ZADANIA DO WYKONANIA:
A – Przytocz z fragmentu źródłowego o sporze z bankiem spółdzielczym tekst od słów "Nadto pozwany podniósł, iż" aż do słów "i nast. PrBank)." włącznie.
B – Dopisz dalszy ciąg fragmentu źródłowego o sporze z bankiem spółdzielczym, zaczynając tuż po jego ostatnim zdaniu.

FRAGMENT ŹRÓDŁOWY:
*-*-*

Nadto pozwany podniósł, iż zaniechanie umieszczenia przez bank precyzyjnych postanowień w tym zakresie sprzeczne byłoby także z przepisami zobowiązującymi bank do prowadzenia gospodarki finansowej w sposób zapewniający pokrycie z uzyskanych przychodów kosztów działalności oraz zobowiązań (art. 127 i nast. PrBank).

Pozwany wskazał również, iż stowarzyszenie w żaden sposób nie wykazało, że w przypadku każdej z klauzul spełnione są przesłanki sprzeczności z dobrymi obyczajami oraz rażącego naruszenia interesów konsumentów, do czego jest zobowiązane na podstawie art. 6 k.c.

Zarządzeniem z dnia 22 marca 2011r. Sąd Okręgowy w Warszawie – Sąd Ochrony Konkurencji i Konsumentów mając na uwadze, że wniesione przez powoda przeciw pozwanemu sprawy o sygnaturach XVII AmC 1449/10, XVII AmC 1450/10, XVII AmC 1451/10, XVII AmC 1452/10 mogły być objęte jednym pozwem, na podstawie art. 219 k.p.c. roku połączył je do wspólnego rozpoznania i rozstrzygnięcia pod sygnaturą XVII AmC 1449/10.

Rozpoznając sprawę Sąd Okręgowy w Warszawie - Sąd Ochrony Konkurencji i Konsumentów ustalił następujący stan faktyczny:

Pozwany – (...) Bank Spółdzielczy z siedzibą w K. prowadzi działalność gospodarczą polegającą na świadczeniu usług bankowych.

Pozwany posługiwał się w obrocie z konsumentami wzorcem umownym o nazwie „Regulamin świadczenia usługi bankowości internetowej (...) dla posiadaczy rachunków bankowych w (...)Banku Spółdzielczym”, który zawierał zakwestionowane przez powoda postanowienia o następującej treści:

1. „Bank nie ponosi odpowiedzialności za opóźnienia lub nieprawidłowości, które mogą zaistnieć z przyczyn od Banku niezależnych”.

*-*-*

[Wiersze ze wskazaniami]
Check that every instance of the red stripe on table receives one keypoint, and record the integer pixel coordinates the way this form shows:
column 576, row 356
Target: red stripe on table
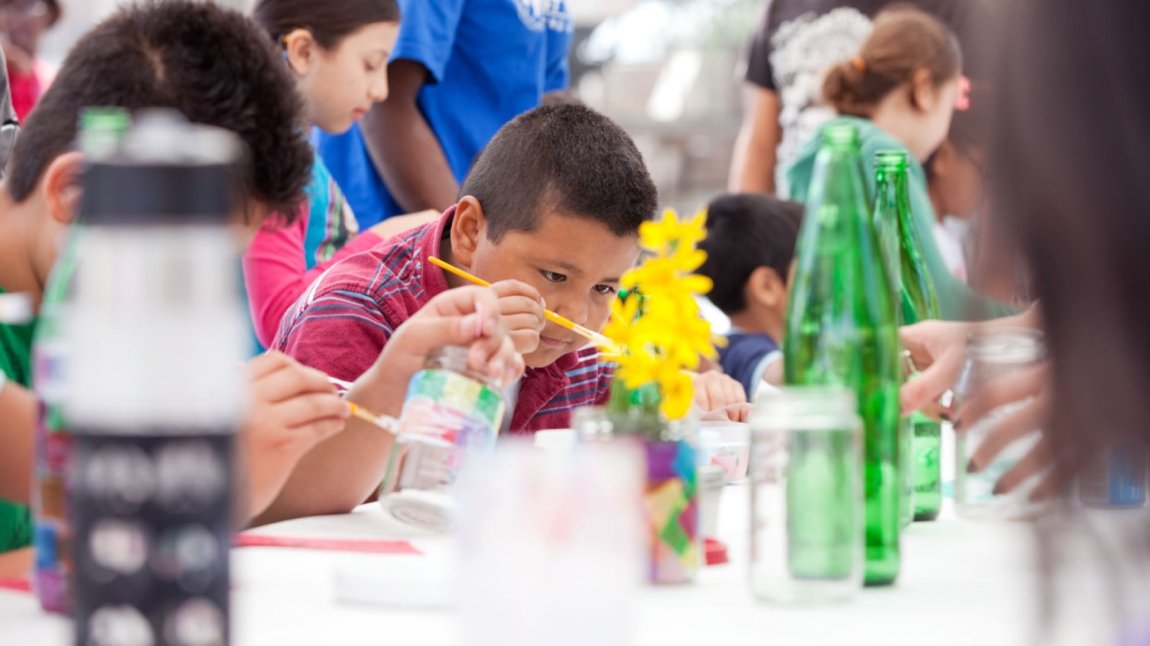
column 329, row 544
column 21, row 584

*-*-*

ODPOWIEDZI:
A –
Nadto pozwany podniósł, iż zaniechanie umieszczenia przez bank precyzyjnych postanowień w tym zakresie sprzeczne byłoby także z przepisami zobowiązującymi bank do prowadzenia gospodarki finansowej w sposób zapewniający pokrycie z uzyskanych przychodów kosztów działalności oraz zobowiązań (art. 127 i nast. PrBank).

B –
2. „Reklamacje związane z nieprawidłowościami zgłaszane są przez Klienta w formie pisemnej w Oddziale prowadzącym rachunek nie później jednak niż 14 dni od dnia wystąpienia przyczyny reklamacji”.

3. „Bank nie ponosi odpowiedzialności za skutki wynikłe z użycia identyfikatorów oraz haseł do kanału dostępu przez osoby trzecie.”

oraz wzorcem umownym o nazwie „Regulamin dla małoletnich posiadaczy rachunków oszczędnościowo – rozliczeniowych w (...) Banku Spółdzielczym”, który zawierał zakwestionowane przez powoda postanowienie o treści:

4. „Za przekroczenie terminu realizacji zlecenia Posiadaczowi Rachunku przysługuje odszkodowanie w wysokości odsetek ustawowych za każdy dzień zwłoki.”

W odpowiedziach na pozwy pozwany nie zakwestionował, iż w stosowanych przez niego wzorcach zawarte są powołane w pozwie postanowienia. Nie zaprzeczył także, aby stosował wskazane postanowienia, w związku z czym okoliczność tą należało uznać za przyznaną w oparciu o przepis art. 230 k.p.c.

Wobec nie zakwestionowania wiarygodności wzorców umownych, ani niezgodności kwestionowanych postanowień z treścią postanowień zawartych w Regulaminie należało uznać za udowodnione, iż są one stosowane przez pozwanego.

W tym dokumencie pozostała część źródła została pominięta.